#### Aufgabe a:
Überführe sämtliche Zeilen der Datensätze in eine JSON-Liste von Zeichenketten mit genau einem Eintrag pro Zeile, wobei Leerzeilen entfallen.

#### Vorliegender Text:
»»
Thomas Bernhards „Alte Meister“ in einer Comic-Fassung? Dem Zeichner Nicolas Mahler gelingt das mit Bravour. Er eröffnet damit die erste Comic-Reihe des ehrwürdigen Suhrkamp Verlags.

Seit über dreißig Jahren sitzt der Musikkritiker Reger jeden zweiten Tag, außer montags, auf derselben Bank im Kunsthistorischen Museum Wien: Er sitzt im sogenannten Bordone-Saal vor Tintorettos „Weißbärtigem Mann“, dem einzigen von den Alten Meistern im Haus, der ihm ohne Makel erscheint. Tizian? Rubens? Dürer? Das sind für Reger lediglich Dilettanten. Außerdem ist der Bordone-Saal der einzige Ort in diesem Museum, der eine für Reger angenehme Temperatur und Luftfeuchtigkeit aufweisen kann. So sitzt er hier also tagein, tagaus und kritisiert und erregt sich über die Musik, die Malerei und die anderen Künste; aber auch über die Welt im Allgemeinen und sein Heimatland Österreich im Speziellen.
««
#### Gespeicherte Datensätze:
»»
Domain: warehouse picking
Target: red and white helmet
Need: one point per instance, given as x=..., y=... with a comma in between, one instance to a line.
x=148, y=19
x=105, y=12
««
#### Aufgabe b:
Schreibe den Text über die Comic-Fassung von Thomas Bernhards „Alte Meister“ im Anschluss an seinen letzten Satz weiter.

#### Erwartete Ausgabe a:
[
  "Domain: warehouse picking",
  "Target: red and white helmet",
  "Need: one point per instance, given as x=..., y=... with a comma in between, one instance to a line.",
  "x=148, y=19",
  "x=105, y=12"
]

#### Erwartete Ausgabe b:
Seit über dreißig Jahren wird Reger dabei von dem Saaldiener Irrsigler bewacht, einem unterwürfigen Klops von einem Mann mit einer sehr langen Nase. Auch Reger hat so einen Klopskörper, doch verhüllt er ihn in einer schwarzen Kardinalskutte. Er ist kein unterwürfiger Klops, er ist ein grimmiger, ein gefährlicher Klops. Ganz anders als wiederum sein neuer Freund, der Privatgelehrte Atzbacher: Dieser ist eine Hagelstangenfigur, eine unsicher wirkende, schlaksige Type mit einer Nase, die noch länger ist als alle anderen Nasen in diesem Comic.

„Alte Meister“ heißt dieses lakonisch erzählte und minimalistisch gezeichnete Werk, das der Wiener Comic-Zeichner Nicolas Mahler nach dem gleichnamigen Roman von Thomas Bernhard verfertigt hat. Die Grimmigkeit der Reger’schen Tiraden, die Verklemmung des einander umkreisenden Trios aus Kritiker, Verehrer und Wärter und die langsam erblühende Zärtlichkeit zwischen dem verpanzerten Reger und dem jungen Atzbacher hat Mahler kongenial übersetzt: in sparsam getuschten, aber gerade darin besonders berührenden Karikaturen. Auch die Gemälde an den Museumswänden entstellt er zur Kenntlichkeit: Tizians „Nymphe und Schäfer“, gleich auf der ersten Seite zu sehen, wirkt bei ihm wie von Wilhelm Busch; und der „Weißbärtige Mann“, immer wieder im Bild, erwacht aus der sparsamen Schraffur bald zu einem sonderbar bewegten Leben.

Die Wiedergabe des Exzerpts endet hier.